It's important to note is that this proposal doesn't restrict the amount of control a WebGPU author has. If an author wants to allocate their own map/copy buffer and explicitly copy the data to/from it on its way to its final destination (as they would do today), they can still do that, and no invisible-under-the-hood temporary buffers would be allocated.

This proposal also has a natural path forward for read/write mapping.

Dec 07 '21 01:12 litherum

Overall I'm worried about modifying the buffer mapping mechanisms this late, when it was perhaps the single most difficult part of the API to find a good design for and reach consensus on. I think a UMA optional feature would make a

We discussed the slight inefficiencies that UMA has with the current mapping mechanism multiple times in F2F, and https://github.com/gpuweb/gpuweb/issues/605 suggests a UMA feature could be done to optimize this later (later could be now). The proposal is interesting but has some issues.

Side note: there is also mappedAtCreation which was added so that the initial upload of data in buffers can be made perfectly efficient on UMA systems. (up to the copies necessary for the process separation).

Multiple buffers per `GPUBuffer`

It breaks down the model that one WebGPU buffer == one underlying API buffer. This is a pretty useful thing to keep because it makes it very clear to the developer what the memory cost of things is. That you can have temporary staging for mappedAtCreation, and potentially shmem wrapped in the ArrayBuffer given to JS is already very difficult for developers to reason about in terms of cost.

***

**What to work on**
1. Summarize the WebGPU buffer mapping discussion in two sentences.
2. Answer these questions on the WebGPU buffer mapping discussion:
(a) What does the proposal have a natural path forward for?
(b) Why was mappedAtCreation added?
(c) What model does allowing multiple buffers per `GPUBuffer` break down?
3. Reproduce part of the WebGPU buffer mapping discussion, beginning at the words "Side note: there" and stopping after "the process separation).".

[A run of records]
***

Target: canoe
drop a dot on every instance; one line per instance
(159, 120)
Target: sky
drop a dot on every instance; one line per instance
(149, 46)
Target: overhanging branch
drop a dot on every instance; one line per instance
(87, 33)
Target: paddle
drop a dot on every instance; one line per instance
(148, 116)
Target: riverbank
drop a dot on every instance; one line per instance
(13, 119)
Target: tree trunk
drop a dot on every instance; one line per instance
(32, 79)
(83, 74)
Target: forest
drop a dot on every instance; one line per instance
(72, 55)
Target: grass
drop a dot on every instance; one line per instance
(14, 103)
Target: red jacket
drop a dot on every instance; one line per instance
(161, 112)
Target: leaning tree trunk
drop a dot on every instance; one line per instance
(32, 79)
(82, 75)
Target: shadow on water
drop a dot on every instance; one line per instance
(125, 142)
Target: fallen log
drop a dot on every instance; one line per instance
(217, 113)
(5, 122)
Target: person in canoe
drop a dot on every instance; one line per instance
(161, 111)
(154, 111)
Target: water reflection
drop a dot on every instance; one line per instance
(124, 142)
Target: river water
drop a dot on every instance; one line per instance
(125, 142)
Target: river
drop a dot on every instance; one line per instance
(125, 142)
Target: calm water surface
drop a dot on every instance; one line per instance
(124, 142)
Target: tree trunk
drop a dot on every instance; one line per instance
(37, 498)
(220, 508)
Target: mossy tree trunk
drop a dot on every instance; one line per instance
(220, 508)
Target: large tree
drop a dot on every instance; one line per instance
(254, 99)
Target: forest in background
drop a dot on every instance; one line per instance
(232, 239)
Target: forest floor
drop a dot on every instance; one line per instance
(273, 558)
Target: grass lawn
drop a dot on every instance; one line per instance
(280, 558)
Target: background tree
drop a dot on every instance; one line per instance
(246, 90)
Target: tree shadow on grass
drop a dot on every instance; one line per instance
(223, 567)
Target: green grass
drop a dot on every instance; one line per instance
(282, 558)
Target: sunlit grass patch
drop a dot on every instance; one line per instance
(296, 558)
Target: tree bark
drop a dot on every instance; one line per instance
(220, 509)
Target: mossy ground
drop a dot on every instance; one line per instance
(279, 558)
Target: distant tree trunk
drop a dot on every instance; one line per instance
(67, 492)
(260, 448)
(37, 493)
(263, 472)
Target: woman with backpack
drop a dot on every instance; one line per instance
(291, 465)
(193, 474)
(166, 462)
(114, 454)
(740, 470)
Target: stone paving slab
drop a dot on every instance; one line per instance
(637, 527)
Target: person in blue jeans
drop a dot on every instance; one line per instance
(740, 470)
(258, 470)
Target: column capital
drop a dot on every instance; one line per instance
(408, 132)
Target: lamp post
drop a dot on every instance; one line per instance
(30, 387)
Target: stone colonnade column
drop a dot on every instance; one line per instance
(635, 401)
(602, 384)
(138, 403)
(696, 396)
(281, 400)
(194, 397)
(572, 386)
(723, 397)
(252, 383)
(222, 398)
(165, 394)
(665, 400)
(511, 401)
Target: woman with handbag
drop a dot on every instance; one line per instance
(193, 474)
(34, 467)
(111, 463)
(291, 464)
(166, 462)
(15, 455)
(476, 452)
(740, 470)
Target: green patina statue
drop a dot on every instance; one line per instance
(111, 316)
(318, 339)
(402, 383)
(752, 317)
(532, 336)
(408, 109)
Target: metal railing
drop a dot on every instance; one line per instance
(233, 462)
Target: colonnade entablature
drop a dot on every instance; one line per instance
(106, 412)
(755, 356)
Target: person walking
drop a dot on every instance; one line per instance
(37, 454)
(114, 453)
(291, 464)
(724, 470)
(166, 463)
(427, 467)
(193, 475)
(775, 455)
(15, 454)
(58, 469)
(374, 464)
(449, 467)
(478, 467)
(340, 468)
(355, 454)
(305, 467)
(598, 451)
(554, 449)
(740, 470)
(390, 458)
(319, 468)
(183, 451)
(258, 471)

***

**Worked answers**
1. The proposal keeps the author's full control: an author can still allocate their own map/copy buffer and copy data through it, with no hidden temporary buffers, and the proposal offers a natural path toward read/write mapping. A concern is raised about changing the buffer mapping mechanisms this late, since they were among the hardest parts of the API to design and agree on, and because the proposal breaks the model of one WebGPU buffer equaling one underlying API buffer, which keeps memory cost clear to developers.

2.
(a) Read/write mapping.
(b) So that the initial upload of data in buffers can be made perfectly efficient on UMA systems.
(c) The model that one WebGPU buffer == one underlying API buffer.

3.
Side note: there is also mappedAtCreation which was added so that the initial upload of data in buffers can be made perfectly efficient on UMA systems. (up to the copies necessary for the process separation).